- _Goal of the exercise_
Transcribe the records below in full; pictures stay out of the copy.

[Stored items from a collection]
----
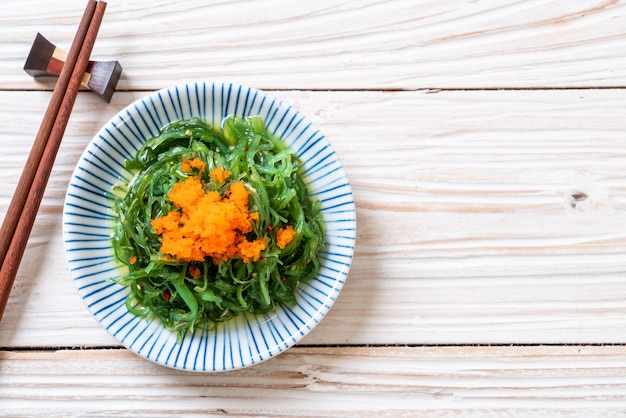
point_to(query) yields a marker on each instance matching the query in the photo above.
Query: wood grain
(325, 382)
(332, 44)
(480, 220)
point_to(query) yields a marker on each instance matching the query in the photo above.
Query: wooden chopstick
(20, 217)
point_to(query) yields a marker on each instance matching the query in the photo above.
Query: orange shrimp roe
(207, 225)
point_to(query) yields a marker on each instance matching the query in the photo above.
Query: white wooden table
(485, 142)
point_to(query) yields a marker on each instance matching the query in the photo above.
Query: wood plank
(337, 44)
(480, 220)
(324, 382)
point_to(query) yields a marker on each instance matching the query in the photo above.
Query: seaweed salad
(216, 221)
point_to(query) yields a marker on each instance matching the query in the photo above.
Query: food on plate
(215, 221)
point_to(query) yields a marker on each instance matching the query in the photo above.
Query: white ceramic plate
(88, 219)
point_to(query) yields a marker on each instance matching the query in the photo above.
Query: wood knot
(577, 199)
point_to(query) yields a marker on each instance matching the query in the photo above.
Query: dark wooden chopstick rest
(45, 59)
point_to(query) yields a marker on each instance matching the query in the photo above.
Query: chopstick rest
(45, 59)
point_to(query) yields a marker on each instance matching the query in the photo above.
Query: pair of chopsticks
(20, 216)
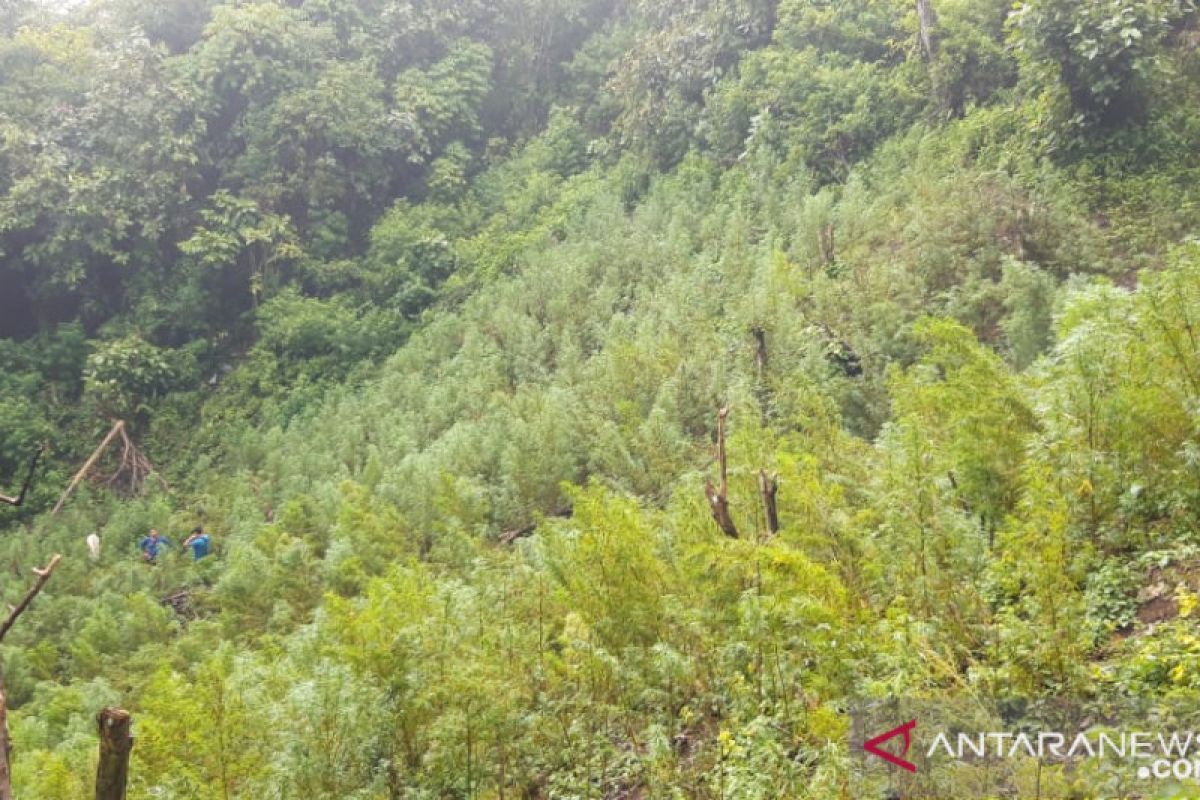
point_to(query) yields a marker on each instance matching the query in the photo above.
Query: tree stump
(115, 743)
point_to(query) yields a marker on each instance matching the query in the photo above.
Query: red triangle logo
(873, 746)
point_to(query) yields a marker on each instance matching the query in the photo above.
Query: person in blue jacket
(199, 543)
(151, 545)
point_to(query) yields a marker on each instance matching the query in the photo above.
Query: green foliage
(1093, 61)
(123, 376)
(426, 311)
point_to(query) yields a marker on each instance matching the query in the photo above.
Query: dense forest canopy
(426, 310)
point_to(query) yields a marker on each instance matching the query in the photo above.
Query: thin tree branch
(43, 575)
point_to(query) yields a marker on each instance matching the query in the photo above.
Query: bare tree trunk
(43, 575)
(928, 19)
(88, 464)
(29, 479)
(760, 353)
(5, 749)
(719, 499)
(132, 470)
(761, 389)
(768, 485)
(115, 744)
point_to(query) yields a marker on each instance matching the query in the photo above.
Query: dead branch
(768, 486)
(760, 353)
(43, 575)
(719, 498)
(514, 534)
(115, 743)
(29, 480)
(132, 468)
(928, 19)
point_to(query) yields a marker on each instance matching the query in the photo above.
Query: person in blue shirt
(151, 545)
(199, 543)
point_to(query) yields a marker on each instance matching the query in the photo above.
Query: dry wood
(719, 498)
(43, 575)
(132, 470)
(514, 534)
(768, 486)
(29, 479)
(115, 743)
(928, 19)
(760, 352)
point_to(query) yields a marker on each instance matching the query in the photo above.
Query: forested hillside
(489, 338)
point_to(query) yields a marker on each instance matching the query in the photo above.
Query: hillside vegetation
(426, 312)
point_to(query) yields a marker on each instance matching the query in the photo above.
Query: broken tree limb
(928, 19)
(719, 498)
(115, 743)
(5, 750)
(43, 575)
(514, 534)
(29, 480)
(768, 486)
(133, 468)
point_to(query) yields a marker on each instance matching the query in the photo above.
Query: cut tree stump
(115, 743)
(768, 486)
(719, 497)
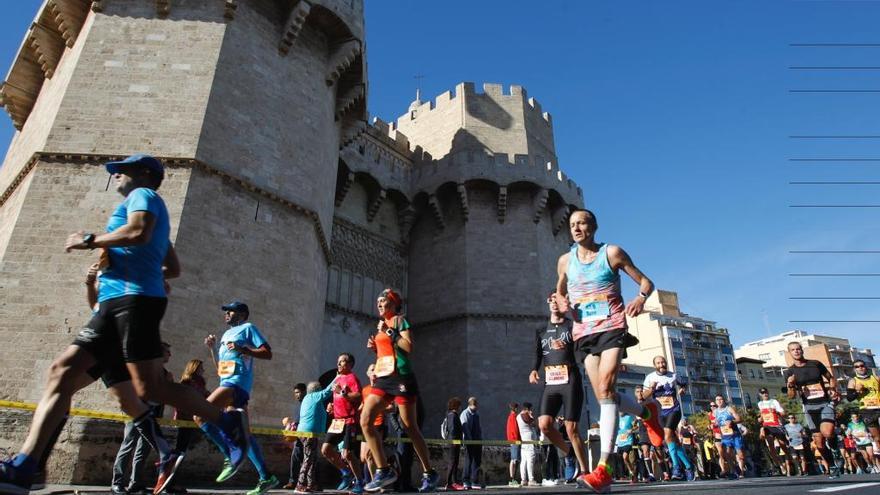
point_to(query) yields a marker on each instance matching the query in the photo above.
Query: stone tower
(464, 195)
(248, 102)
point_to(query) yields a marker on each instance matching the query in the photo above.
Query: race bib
(225, 369)
(385, 366)
(814, 391)
(556, 375)
(594, 308)
(336, 426)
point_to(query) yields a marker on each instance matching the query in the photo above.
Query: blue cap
(140, 159)
(237, 306)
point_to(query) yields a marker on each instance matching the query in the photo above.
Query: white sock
(607, 427)
(629, 405)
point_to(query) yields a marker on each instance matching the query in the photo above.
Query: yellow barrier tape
(261, 430)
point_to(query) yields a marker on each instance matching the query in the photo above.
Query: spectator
(471, 430)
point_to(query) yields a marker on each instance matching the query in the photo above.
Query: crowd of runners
(640, 437)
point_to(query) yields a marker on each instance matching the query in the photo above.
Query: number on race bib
(385, 366)
(556, 375)
(225, 369)
(814, 391)
(336, 426)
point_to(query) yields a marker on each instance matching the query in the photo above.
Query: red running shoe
(599, 480)
(655, 431)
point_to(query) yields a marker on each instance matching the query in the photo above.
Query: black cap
(236, 306)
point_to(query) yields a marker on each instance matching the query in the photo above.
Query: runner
(817, 388)
(589, 275)
(665, 386)
(395, 381)
(624, 444)
(772, 431)
(344, 427)
(563, 389)
(865, 387)
(795, 434)
(858, 430)
(121, 342)
(688, 436)
(732, 443)
(649, 457)
(239, 346)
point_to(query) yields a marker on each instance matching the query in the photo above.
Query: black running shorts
(124, 330)
(595, 344)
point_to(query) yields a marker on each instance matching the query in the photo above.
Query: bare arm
(562, 281)
(138, 231)
(619, 260)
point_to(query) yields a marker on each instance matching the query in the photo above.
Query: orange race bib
(556, 375)
(385, 366)
(814, 391)
(225, 369)
(336, 426)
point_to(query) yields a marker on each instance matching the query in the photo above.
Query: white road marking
(844, 487)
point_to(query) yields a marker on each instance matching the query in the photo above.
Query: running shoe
(227, 471)
(14, 481)
(265, 485)
(429, 482)
(599, 480)
(166, 472)
(652, 425)
(346, 481)
(382, 478)
(234, 424)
----
- _Reply_
point_to(query) yields a marker on each instance matching the query in the photo above.
Query: wood grain
(325, 382)
(332, 44)
(480, 220)
point_to(query) yields a marker on each instance matching the query in the photo above.
Query: wooden chopstick
(20, 217)
point_to(query) yields a marker on each instance matching the query in the photo above.
Query: orange shrimp roe
(207, 225)
point_to(query) yields a marker on each instance matching the query in the photo above.
Query: white wooden table
(485, 142)
point_to(query) yields a marker on each instance matching the query in the photo above.
Query: wood plank
(337, 44)
(480, 220)
(324, 382)
point_to(query) yields a marker on each instance matching the query in the photo above.
Query: seaweed salad
(216, 221)
point_to(query) yields a marker on each instance matching the query in the photo above.
Query: food on plate
(215, 221)
point_to(query) yields a marker on each instance matching the query in the photo above.
Query: white ceramic plate
(88, 219)
point_to(query) yields a marker on each instance matching the query in the photo above.
Query: wood knot
(577, 199)
point_to(query) yields a marker on each instance matching the query in the photo above.
Query: dark wooden chopstick rest
(45, 59)
point_to(query) yields a marker on each instance matching the query in the photo above.
Query: chopstick rest
(45, 59)
point_to(query) yields a marker on each instance matching the query in the photo above.
Query: pair of chopsticks
(20, 216)
point_to(query) yields a marker on each instance matching the query in the photo above.
Query: tree stump
(115, 743)
point_to(query) yields a marker on each instance matching the query in the photo above.
Query: red triangle logo
(873, 746)
point_to(query) yields a marker on each instance matching the query in the photo above.
Query: person in blue jacket
(199, 543)
(151, 545)
point_to(query) yields a marker on each instance matching the query in the photo above.
Query: green foliage
(1093, 61)
(123, 376)
(426, 311)
point_to(query) yields a marker on each instance matching the query in the photo above.
Query: dense forest canopy
(426, 310)
point_to(query) yields a marker on each instance matching the query in the photo above.
Query: thin tree branch
(43, 575)
point_to(query) yields a marker on each instance matching the query in the photo above.
Query: bare tree trunk
(43, 575)
(928, 19)
(88, 464)
(29, 479)
(760, 353)
(5, 749)
(719, 499)
(132, 470)
(761, 389)
(768, 485)
(115, 744)
point_to(query) yields a marker on each instance matching the query in the photo above.
Query: dead branch
(768, 486)
(760, 353)
(43, 575)
(719, 498)
(514, 534)
(115, 743)
(29, 480)
(132, 468)
(928, 19)
point_to(query) yields a marker on each instance matching the query in the photo above.
Query: person in blue shirt
(151, 545)
(199, 543)
point_to(query) yields a marker on each instance matching the query in the photo above.
Query: dry wood
(719, 498)
(43, 575)
(132, 470)
(514, 534)
(768, 486)
(29, 479)
(115, 743)
(928, 19)
(760, 352)
point_to(query) yields a marker on each instance matching the query in the photo above.
Query: forested hillside
(489, 338)
point_to(query) yields a marker on each instance matching the query in the photo above.
Query: hillside vegetation
(426, 312)
point_to(query) yields a marker on each instance matching the query in the photo above.
Query: broken tree limb
(928, 19)
(719, 498)
(115, 743)
(5, 750)
(43, 575)
(514, 534)
(29, 480)
(768, 486)
(133, 468)
point_to(query) yields a marker on each instance matching the query in the photo above.
Query: cut tree stump
(115, 743)
(768, 486)
(719, 497)
point_to(query) yields a marker on each instance matching the query in the photo above.
Query: stone tower
(464, 195)
(248, 102)
point_to(query) yields a marker on each instance matching the query in the photo above.
Query: race bib
(225, 369)
(385, 366)
(814, 391)
(556, 375)
(594, 308)
(336, 426)
point_to(query) yields a marker on each instance matching the query in the photo above.
Query: blue cap
(140, 159)
(237, 306)
point_to(query) yields a marker on each instance matching the query in the photo above.
Query: white sock
(607, 427)
(629, 405)
point_to(query) yields a marker on each instance matching the query in the photo above.
Query: yellow barrier tape
(261, 430)
point_to(query) yields a marker on each instance matching the query in the photo above.
Query: spectator
(471, 430)
point_to(query) yields a marker on each instance matching the query in the photo above.
Query: crowd of runners
(640, 437)
point_to(query) yields a marker on each instance matching the query in the photo above.
Query: number on race bib
(385, 366)
(556, 375)
(225, 369)
(814, 391)
(336, 426)
point_to(query) yields a marker on each instance matching the query in the photo above.
Query: red running shoe
(599, 480)
(655, 431)
point_to(query) yields a marker on each instance matching the query in the photo above.
Query: black cap
(236, 306)
point_to(query) yields a marker on each instance matching the query in the photo above.
Query: runner
(817, 388)
(589, 275)
(665, 386)
(395, 381)
(624, 444)
(772, 431)
(344, 427)
(563, 389)
(865, 387)
(795, 434)
(858, 430)
(121, 342)
(688, 436)
(732, 443)
(649, 457)
(239, 346)
point_to(query) yields a marker on each instance matching the query in the photo above.
Query: black running shorts
(124, 330)
(595, 344)
point_to(query) yields a marker on each instance matching the query in the photo above.
Query: bare arm
(562, 281)
(138, 231)
(619, 260)
point_to(query) yields a marker on each instance matching the query in the photo above.
Query: orange race bib
(556, 375)
(385, 366)
(814, 391)
(225, 369)
(336, 426)
point_to(query) yields a marker on each instance matching the query in the photo above.
Query: white road marking
(844, 487)
point_to(query) yields a marker on each instance matching the query in the photo above.
Query: running shoe
(227, 471)
(14, 481)
(265, 485)
(429, 482)
(599, 480)
(166, 472)
(652, 425)
(346, 481)
(382, 478)
(234, 424)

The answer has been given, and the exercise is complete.